Submitted to: Journal of Vector Ecology
Publication Type: Peer Reviewed Journal
Publication Acceptance Date: 9/17/2005
Publication Date: 6/1/2006
Citation: Allan, S.A., Bernier, U.R., Kline, D.L. 2006. Attraction of mosquitoes to volatiles associated with blood. Journal of Vector Ecology. 31(1):71-79. Interpretive Summary: With the recent introduction and subsequent spread of West Nile across the United States, Culex mosquitoes have become the focus of many laboratory studies on ecology, control and disease transmission. Critical to these studies is the ability to easily rear Culex in the laboratory, however, some Culex species prefer to feed on birds and do not feed on artificial membranes. Essential to the better understanding on the responses of mosquitoes to odors from blood is the development of an effective assay. In this study conducted at USDA's Center for Medial, Agricultural and Veterinary Entomology (CMAVE) in Gainesville (Florida), the responses of Aedes and Culex mosquitoes to beef and chicken blood were compared in laboratory assays. The olfactometer and landing assays were clearly effective in detecting mosquito responses to blood. Additionally these assays were used to identify several carboxylic acids and sulfides that affected mosquito behavior. These methods can form the basis for understanding the roles of odors in mosquito feeding and ultimately improve rearing protocols for mosquitoes.

- Activity list -
- a) In the summary on mosquito attraction to blood volatiles, which two types of blood were the mosquitoes' responses compared against?
- b) Pick up the summary on mosquito attraction to blood volatiles after its final sentence and carry it forward.

- Given entries -
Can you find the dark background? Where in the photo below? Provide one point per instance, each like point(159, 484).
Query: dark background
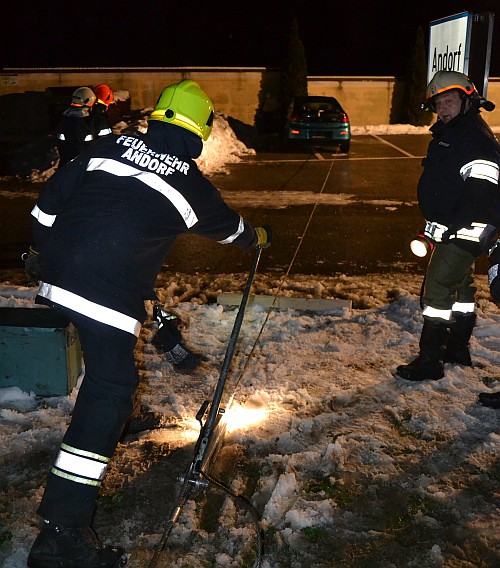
point(347, 37)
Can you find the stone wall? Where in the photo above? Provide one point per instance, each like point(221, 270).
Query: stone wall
point(235, 92)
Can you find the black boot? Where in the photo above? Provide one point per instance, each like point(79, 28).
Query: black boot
point(141, 420)
point(79, 547)
point(491, 399)
point(428, 365)
point(457, 346)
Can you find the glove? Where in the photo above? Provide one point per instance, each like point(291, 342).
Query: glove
point(168, 339)
point(451, 233)
point(263, 236)
point(32, 265)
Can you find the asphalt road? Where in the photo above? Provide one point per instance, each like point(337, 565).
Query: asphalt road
point(330, 213)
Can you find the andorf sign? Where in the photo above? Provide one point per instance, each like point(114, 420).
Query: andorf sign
point(449, 44)
point(462, 43)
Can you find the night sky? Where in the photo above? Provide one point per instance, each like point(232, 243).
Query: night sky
point(348, 37)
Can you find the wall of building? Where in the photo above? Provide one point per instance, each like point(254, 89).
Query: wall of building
point(235, 92)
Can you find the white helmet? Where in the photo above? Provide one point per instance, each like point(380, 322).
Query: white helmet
point(83, 96)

- Outputs in order -
- a) Beef blood and chicken blood.

- b)
Technical Abstract: Responses of Aedes aegypti, Culex quinquefasciatus and Culex nigripalpus to volatiles and compounds associated with bovine and avian blood presented in collagen membranes were evaluated in olfactometer and landing assays. The presence of attractants produced by blood were supported by more attraction of all species to blood than water controls in the olfactometer. Females of Ae. aegypti and Cx. quinquefasciatus were more attracted to bovine blood than to avian blood, however, there was no difference with Cx. nigripalpus responses. In landing assays, significantly more females of all species landed on casings with blood than on water controls. There was no difference in landing of Ae. aegypti on bovine or avian blood, however, significantly more females of Cx. quinquefasciatus and Cx. nigripalpus landed on avian blood compared to bovine blood. Blood presented in collagen casings was an effective method for evaluating in-flight attraction and landing in all three species. In the olfactometer, several individual compounds elicited attraction in all species, however, none were as attractive as blood for Ae. aegypti and Cx. quinquefasciatus. In landing assays, several acids and sulfides elicited landing with Ae. aegypti responding to the greatest number of compounds. These assay methods are effective for evaluation of volatile compounds from blood and although responses were obtained to several compounds, none were as effective as blood in the olfactometer and landing assays.